>> BEGIN Dataset excerpts

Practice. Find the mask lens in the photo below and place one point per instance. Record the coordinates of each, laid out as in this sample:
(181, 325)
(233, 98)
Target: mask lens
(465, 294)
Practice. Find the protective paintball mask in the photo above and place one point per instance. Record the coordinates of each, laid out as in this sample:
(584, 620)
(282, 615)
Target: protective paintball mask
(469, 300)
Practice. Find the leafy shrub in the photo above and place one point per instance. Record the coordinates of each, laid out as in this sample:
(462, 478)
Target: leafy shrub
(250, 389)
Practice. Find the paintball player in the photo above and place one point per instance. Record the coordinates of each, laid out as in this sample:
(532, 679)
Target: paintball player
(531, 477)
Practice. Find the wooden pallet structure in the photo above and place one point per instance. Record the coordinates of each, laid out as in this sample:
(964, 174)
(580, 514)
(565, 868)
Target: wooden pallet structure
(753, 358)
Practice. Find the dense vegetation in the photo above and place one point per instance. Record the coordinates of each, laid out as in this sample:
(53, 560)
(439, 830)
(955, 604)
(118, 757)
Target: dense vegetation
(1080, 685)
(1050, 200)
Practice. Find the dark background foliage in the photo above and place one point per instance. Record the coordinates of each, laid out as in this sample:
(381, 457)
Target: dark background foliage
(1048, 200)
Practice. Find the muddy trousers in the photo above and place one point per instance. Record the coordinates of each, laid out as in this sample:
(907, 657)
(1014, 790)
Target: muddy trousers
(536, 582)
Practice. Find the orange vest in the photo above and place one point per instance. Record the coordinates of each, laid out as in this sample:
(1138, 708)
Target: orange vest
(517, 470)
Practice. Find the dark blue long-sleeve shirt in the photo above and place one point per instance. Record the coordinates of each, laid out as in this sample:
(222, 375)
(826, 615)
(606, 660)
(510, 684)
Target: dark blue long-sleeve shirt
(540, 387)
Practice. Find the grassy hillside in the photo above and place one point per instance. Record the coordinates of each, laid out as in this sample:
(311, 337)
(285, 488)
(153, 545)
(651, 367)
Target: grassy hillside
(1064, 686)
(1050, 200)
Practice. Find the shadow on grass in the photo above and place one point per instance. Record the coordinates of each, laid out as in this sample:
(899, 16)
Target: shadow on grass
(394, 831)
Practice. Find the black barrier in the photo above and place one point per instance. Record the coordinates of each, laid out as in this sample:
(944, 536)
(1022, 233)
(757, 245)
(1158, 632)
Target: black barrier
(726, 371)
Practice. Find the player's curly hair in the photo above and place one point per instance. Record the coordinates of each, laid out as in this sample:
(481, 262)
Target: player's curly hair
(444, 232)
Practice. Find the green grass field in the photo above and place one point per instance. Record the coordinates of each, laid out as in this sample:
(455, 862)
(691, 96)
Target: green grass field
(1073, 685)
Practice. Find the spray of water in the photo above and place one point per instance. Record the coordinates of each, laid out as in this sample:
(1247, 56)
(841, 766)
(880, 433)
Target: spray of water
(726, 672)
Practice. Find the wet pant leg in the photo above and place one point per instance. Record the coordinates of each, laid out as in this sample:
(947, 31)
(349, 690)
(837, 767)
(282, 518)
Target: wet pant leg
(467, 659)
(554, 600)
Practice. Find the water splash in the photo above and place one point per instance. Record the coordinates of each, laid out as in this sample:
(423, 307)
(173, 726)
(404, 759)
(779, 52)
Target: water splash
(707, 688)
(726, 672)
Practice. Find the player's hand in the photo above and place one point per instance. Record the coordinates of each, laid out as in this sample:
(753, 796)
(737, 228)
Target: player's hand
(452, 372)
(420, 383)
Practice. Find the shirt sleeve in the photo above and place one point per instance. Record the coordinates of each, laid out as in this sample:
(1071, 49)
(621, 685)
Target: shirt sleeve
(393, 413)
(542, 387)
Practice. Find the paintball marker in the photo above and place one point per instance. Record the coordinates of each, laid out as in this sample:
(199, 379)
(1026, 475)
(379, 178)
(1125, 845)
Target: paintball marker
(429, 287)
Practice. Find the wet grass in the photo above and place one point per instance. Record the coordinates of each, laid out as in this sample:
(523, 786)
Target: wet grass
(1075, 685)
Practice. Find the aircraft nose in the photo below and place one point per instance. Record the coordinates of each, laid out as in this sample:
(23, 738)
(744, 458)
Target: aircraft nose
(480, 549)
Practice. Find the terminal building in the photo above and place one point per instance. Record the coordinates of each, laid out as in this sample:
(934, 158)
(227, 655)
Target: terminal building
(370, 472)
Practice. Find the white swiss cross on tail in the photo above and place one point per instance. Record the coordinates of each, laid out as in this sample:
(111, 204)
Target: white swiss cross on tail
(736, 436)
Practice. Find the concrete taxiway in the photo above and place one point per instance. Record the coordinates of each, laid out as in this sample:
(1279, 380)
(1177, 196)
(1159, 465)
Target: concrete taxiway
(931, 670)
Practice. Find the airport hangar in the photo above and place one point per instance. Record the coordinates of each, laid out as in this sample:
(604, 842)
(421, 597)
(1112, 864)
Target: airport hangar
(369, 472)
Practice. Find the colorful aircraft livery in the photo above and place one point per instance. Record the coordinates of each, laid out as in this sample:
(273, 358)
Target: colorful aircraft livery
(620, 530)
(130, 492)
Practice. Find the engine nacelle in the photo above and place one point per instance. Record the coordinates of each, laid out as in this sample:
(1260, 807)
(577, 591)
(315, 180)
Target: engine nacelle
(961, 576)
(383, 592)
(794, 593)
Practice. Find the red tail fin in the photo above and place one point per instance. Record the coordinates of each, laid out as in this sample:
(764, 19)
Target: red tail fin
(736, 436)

>> END Dataset excerpts

*What to work on*
All of the entries must be quoted exactly; please include each one.

*Solution*
Practice. Find the mask lens in the photo below and place one point per instance. Record the coordinates of each, laid out as in this sample:
(181, 325)
(233, 98)
Target: mask lens
(465, 294)
Practice. Find the protective paintball mask in the photo above and place one point per instance. Record the coordinates of each, laid out as in this sample:
(584, 620)
(282, 615)
Target: protective paintball mask
(469, 300)
Practice. Find the leafy shrub in the photo above and place one point per instance. Record the coordinates of each, laid out as in this sample:
(462, 478)
Target: leafy shrub
(250, 389)
Practice. Find the paintball player in the photo above and place one point per instance. Record the coordinates of each, laid out as in this sample:
(532, 679)
Target: paintball player
(531, 477)
Practice. Find the wooden pallet structure in the photo above and place one point per instance. Record the coordinates of each, laid out as in this sample:
(964, 174)
(580, 514)
(565, 868)
Target: wooden pallet structure
(753, 358)
Practice. Find the dense vegetation in the photo above and place one point per instance. Record the coordinates of each, laid out as in this sample:
(53, 560)
(439, 830)
(955, 604)
(118, 757)
Target: dense vegetation
(1080, 685)
(1050, 200)
Practice. Find the dark background foliage in the photo above and place one point per instance. Record the coordinates of each, laid out as in this sample:
(381, 457)
Target: dark background foliage
(1048, 200)
Practice. Find the muddy trousers in the photo above and place one point per instance. Record the coordinates of each, laid out as in this sample:
(907, 657)
(1014, 790)
Target: muddy trousers
(536, 582)
Practice. Find the orange vest in the photo above and place one point per instance. Record the coordinates of each, laid out as in this sample:
(1138, 708)
Target: orange vest
(517, 470)
Practice. Find the dark blue long-sleeve shirt in the photo above and place one point per instance. Record the coordinates of each, laid out as in this sample:
(222, 375)
(826, 615)
(606, 660)
(510, 684)
Target: dark blue long-sleeve shirt
(540, 387)
Practice. Find the grassy hillside in the photo above and place one point per instance. Record the coordinates of each, laid out as in this sample:
(311, 337)
(285, 488)
(153, 545)
(651, 367)
Target: grassy hillside
(1064, 686)
(1050, 200)
Practice. Find the shadow on grass in the photo above and place one point per instance. Record the coordinates of each, laid out as in this sample:
(899, 16)
Target: shadow on grass
(394, 831)
Practice. Find the black barrier in the photo above and place one point per instance. Record the coordinates of each, laid out as in this sample:
(944, 536)
(1022, 233)
(757, 245)
(1158, 632)
Target: black barrier
(726, 371)
Practice. Find the player's curly hair in the photo above and place one point per instance. Record the coordinates of each, laid out as in this sample:
(481, 262)
Target: player's curly hair
(444, 232)
Practice. Find the green grass field in the photo above and place one point per instance. Record the coordinates of each, laid out as in this sample:
(455, 862)
(691, 96)
Target: green grass field
(1073, 685)
Practice. Find the spray of water in the photo above and place one point per instance. Record the coordinates of each, laid out as in this sample:
(1247, 56)
(841, 766)
(880, 433)
Target: spray of water
(726, 672)
Practice. Find the wet pant leg in the photo above and place one point per instance. Record the coordinates of each, laid out as in this sample:
(947, 31)
(349, 690)
(837, 767)
(282, 518)
Target: wet pant leg
(467, 659)
(554, 600)
Practice. Find the water splash in the photo above and place one point per instance. Record the coordinates of each, laid out as in this sample:
(423, 307)
(173, 726)
(404, 759)
(779, 52)
Target: water splash
(707, 688)
(726, 672)
Practice. Find the player's hand in the photo above and place one point per instance. Record the coordinates of each, laid out as in this sample:
(753, 796)
(737, 228)
Target: player's hand
(452, 372)
(420, 383)
Practice. Find the shirt sleeve in the photo above and place one point per instance. Record the coordinates of each, laid out as in this sample:
(1071, 49)
(621, 685)
Target: shirt sleeve
(393, 413)
(542, 387)
Practice. Find the paintball marker in the photo above and place one point per instance. Record the coordinates of each, laid out as in this sample:
(199, 379)
(1026, 475)
(379, 178)
(1125, 845)
Target: paintball marker
(429, 287)
Practice. Find the wet grass in the photo above and place one point per instance. Record the coordinates of each, laid out as in this sample:
(523, 786)
Target: wet grass
(1075, 685)
Practice. Find the aircraft nose in the photo below and place one point per instance. Record the coordinates of each, laid out as in this sample:
(23, 738)
(744, 458)
Target: aircraft nose
(480, 549)
Practice. Find the terminal building in the photo above and place one point per instance. Record the coordinates of each, laid out as in this sample:
(934, 158)
(227, 655)
Target: terminal building
(370, 472)
Practice. Find the white swiss cross on tail in the photo above and place one point per instance. Record the coordinates of each, laid out as in this sample:
(111, 204)
Target: white swiss cross on tail
(736, 436)
Practice. Find the concrete taxiway in the photo above and place one point per instance. Record the coordinates of each, laid out as in this sample:
(1279, 380)
(1177, 196)
(1159, 465)
Target: concrete taxiway
(931, 670)
Practice. Find the airport hangar in the photo above and place one point per instance. Record the coordinates of each, laid out as in this sample:
(604, 842)
(421, 597)
(1112, 864)
Target: airport hangar
(369, 472)
Practice. Find the colorful aircraft livery in the photo above and place one point per instance. Record the coordinates of each, laid out as in this sample:
(273, 358)
Target: colorful aircraft livery
(620, 530)
(130, 492)
Practice. Find the engine nacelle in the photo above and place one point per instance. Record the coordinates of each, laid out as in this sample:
(1260, 807)
(577, 591)
(315, 180)
Target: engine nacelle
(961, 576)
(383, 592)
(794, 593)
Practice. Find the red tail fin in the photo above and place one point per instance. Record the coordinates of each, laid out as in this sample:
(764, 19)
Target: red tail fin
(736, 436)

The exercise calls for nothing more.